### Passage provided:

Screen Shot 2013 07 22 at 5.47.58 PM Running Gold Cup Diary, Part I

9:23 am: Do you ever find it that even if you plan everything to a T, there is always something that falls through and messes up the entire situation? This is what happened to me this morning. As opposed to going out with my kickball teammates on Saturday night, I decided to spend the entire evening planning and getting ready for going for the Gold Cup. I had my bag packed, my busfare paid for (For some reason you cannot rent a car on Frederick on Sunday night,) and all of my research ready. I went to bed that night ready to go. This was going to be my first U.S. Men’s National Team game and my first ever time covering a soccer game as a journalist.

Of course when I woke up the next morning my color printer would not print out my bus tickets because I did not have a color ink jet. Even though what I was printing was only in black and white. It is a Canadian printer, so I blame Canada. Nonetheless, I was undeterred. And even when the batteries in my camera died, and my shaving cream ran out I was going to make this happen. So I left my house without a shave, a battery, or a bus ticket. I was going to make this happen. I was going to make it to the Gold Cup.

9:39am: I made it on the bus! After having sweet talked the lady at the bus station, I was able to secure myself a seat on the illustrious Greyhound bus going to Baltimore.

Now for those of you picturing a bus full of people who are happy to be there, of people eager to be on a bus, I can assure that the Greyhound bus system has very few of these people. Oh, there are some characters. As soon as I got on the bus, I saw some seriously depressing people. Some were clearly homeless, others looked like they were riding the buses across the country to just ride the bus, and of course there were people who were using it to travel. I am not sure how long some of these folks were on the bus, but I would imagine days on a bus could be determined by the number rolls under their eyes. Like the rings of a tree trunk.

I was very nervous going into today’s match. I had never covered a game before, and had never been to a U.S. Men’s National Team game either. It seems to be one thing to sit in your house and watch a game from your home, but an entirely different thing to do it at a stadium. Speaking as a fan, the atmosphere is very different and can cloud how you a feel a match is going. To prepare for the match, I started my pre-game research routine: I listened to the BBC World Football Phone-In, Around the League, and Beyond the Pitch podcasts. I also wrote down three questions that I wanted to be answered during the match or at the press conference:

1.) Will Landon Donovan cement his place on the U.S. Men’s National Team?

2.) How will the United States handle playing against a very hostile crowd?

3.) Will anyone stand out in the midfield and take control of possession?

For me so much of my writing is about getting in the right mindset. Listening to smart people and trying to think big usually gets the ideas out of me. I wish the Men In Blazers had put out a podcast this week. I could use some English wit right now.

### Given problem 1:
Reproduce the Gold Cup diary from "Of course when" to "going to Baltimore.", changing "Baltimore" to "Philadelphia".
### Given problem 2:
Do these statements agree with the Gold Cup diary? (a) The writer spent Saturday night out with kickball teammates. (b) The writer got a seat on a Greyhound bus going to Baltimore. (c) The writer had covered soccer games as a journalist before this match.
Answer from the text alone.

### Recorded information:
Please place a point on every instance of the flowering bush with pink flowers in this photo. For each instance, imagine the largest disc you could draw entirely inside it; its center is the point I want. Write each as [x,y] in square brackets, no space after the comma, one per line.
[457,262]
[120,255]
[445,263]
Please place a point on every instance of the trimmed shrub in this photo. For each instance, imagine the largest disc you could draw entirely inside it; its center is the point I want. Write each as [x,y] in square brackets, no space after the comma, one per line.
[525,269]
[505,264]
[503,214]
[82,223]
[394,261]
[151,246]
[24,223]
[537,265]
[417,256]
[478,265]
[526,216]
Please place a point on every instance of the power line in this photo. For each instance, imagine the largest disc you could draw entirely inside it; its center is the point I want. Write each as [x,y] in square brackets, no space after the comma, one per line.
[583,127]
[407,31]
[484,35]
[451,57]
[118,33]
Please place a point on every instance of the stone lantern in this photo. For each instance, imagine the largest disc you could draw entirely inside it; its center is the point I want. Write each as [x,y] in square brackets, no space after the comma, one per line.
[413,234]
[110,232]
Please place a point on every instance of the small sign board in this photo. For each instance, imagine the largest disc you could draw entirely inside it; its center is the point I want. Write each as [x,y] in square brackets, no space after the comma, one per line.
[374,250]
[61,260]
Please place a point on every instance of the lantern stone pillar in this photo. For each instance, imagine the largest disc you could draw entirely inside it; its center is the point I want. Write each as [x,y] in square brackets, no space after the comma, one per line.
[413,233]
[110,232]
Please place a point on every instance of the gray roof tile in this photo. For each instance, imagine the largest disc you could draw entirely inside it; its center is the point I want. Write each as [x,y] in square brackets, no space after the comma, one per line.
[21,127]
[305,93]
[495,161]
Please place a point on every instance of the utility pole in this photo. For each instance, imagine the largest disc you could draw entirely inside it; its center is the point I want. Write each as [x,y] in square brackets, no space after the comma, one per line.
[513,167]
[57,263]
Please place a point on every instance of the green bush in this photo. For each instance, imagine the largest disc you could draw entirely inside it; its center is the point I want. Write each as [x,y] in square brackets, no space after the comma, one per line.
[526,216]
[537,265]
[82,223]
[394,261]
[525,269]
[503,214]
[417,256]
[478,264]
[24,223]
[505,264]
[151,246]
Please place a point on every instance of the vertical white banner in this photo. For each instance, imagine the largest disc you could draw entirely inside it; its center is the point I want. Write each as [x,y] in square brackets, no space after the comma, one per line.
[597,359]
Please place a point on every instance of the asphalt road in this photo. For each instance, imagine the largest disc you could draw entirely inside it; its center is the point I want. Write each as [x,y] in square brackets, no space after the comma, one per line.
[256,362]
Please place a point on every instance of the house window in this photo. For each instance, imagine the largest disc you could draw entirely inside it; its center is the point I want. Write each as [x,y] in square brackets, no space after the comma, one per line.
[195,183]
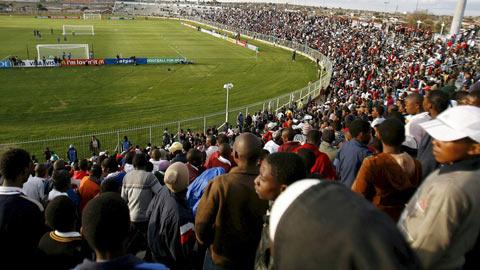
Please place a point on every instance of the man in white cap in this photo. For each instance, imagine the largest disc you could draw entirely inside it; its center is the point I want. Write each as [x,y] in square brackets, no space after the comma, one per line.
[171,237]
[442,220]
[176,150]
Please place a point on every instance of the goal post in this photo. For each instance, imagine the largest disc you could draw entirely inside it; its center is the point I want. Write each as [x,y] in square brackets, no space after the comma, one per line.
[92,16]
[78,30]
[73,51]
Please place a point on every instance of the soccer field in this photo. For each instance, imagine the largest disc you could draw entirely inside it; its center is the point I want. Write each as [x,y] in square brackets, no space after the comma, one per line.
[46,102]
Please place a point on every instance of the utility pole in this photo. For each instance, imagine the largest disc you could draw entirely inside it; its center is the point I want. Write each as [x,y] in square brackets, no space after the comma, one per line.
[458,17]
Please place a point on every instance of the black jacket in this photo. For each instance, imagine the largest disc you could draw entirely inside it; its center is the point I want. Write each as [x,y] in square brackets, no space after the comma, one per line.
[171,235]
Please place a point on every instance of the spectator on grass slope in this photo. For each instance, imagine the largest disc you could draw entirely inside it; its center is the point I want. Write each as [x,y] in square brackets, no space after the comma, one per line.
[390,178]
[289,145]
[106,227]
[21,218]
[36,186]
[171,236]
[90,186]
[277,171]
[63,246]
[322,166]
[352,153]
[138,189]
[435,102]
[442,220]
[225,152]
[229,216]
[319,242]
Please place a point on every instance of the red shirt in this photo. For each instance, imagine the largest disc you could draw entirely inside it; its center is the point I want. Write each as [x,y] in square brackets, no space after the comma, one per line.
[215,156]
[217,163]
[80,174]
[88,190]
[289,147]
[323,165]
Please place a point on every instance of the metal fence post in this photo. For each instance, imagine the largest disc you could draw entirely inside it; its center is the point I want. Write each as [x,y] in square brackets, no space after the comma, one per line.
[118,139]
[150,131]
[204,125]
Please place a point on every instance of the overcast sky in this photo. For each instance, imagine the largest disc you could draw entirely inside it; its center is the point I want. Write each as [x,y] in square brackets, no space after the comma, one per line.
[440,7]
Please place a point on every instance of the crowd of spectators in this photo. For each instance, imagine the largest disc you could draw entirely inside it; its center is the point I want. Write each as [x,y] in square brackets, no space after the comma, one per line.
[380,173]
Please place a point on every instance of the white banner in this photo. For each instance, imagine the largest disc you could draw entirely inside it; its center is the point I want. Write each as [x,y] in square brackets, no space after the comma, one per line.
[35,63]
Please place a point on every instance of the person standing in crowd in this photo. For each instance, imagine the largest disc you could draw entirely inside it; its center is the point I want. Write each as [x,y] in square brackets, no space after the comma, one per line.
[64,245]
[289,145]
[240,120]
[138,189]
[176,150]
[196,188]
[194,164]
[340,230]
[413,132]
[229,215]
[21,218]
[352,153]
[111,174]
[377,115]
[435,102]
[82,170]
[62,186]
[106,226]
[126,144]
[442,220]
[389,179]
[225,152]
[211,144]
[328,137]
[90,186]
[94,146]
[277,171]
[36,186]
[72,154]
[171,237]
[322,166]
[272,145]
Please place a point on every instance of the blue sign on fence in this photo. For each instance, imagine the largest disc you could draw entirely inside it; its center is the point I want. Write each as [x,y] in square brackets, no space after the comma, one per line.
[7,64]
[125,61]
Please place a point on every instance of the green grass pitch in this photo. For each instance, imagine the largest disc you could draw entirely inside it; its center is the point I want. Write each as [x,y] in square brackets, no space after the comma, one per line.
[45,102]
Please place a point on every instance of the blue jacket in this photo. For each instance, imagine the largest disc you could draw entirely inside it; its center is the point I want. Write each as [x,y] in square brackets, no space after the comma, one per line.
[72,154]
[196,188]
[126,262]
[348,161]
[170,234]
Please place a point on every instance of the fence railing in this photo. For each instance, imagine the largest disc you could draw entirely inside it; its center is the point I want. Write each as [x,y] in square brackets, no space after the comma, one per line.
[111,140]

### Worked answer 1:
Of course when I woke up the next morning my color printer would not print out my bus tickets because I did not have a color ink jet. Even though what I was printing was only in black and white. It is a Canadian printer, so I blame Canada. Nonetheless, I was undeterred. And even when the batteries in my camera died, and my shaving cream ran out I was going to make this happen. So I left my house without a shave, a battery, or a bus ticket. I was going to make this happen. I was going to make it to the Gold Cup.

9:39am: I made it on the bus! After having sweet talked the lady at the bus station, I was able to secure myself a seat on the illustrious Greyhound bus going to Philadelphia.

### Worked answer 2:
(a) No: "As opposed to going out with my kickball teammates on Saturday night, I decided to spend the entire evening planning and getting ready for going for the Gold Cup."
(b) Yes: "I was able to secure myself a seat on the illustrious Greyhound bus going to Baltimore."
(c) No: "I had never covered a game before"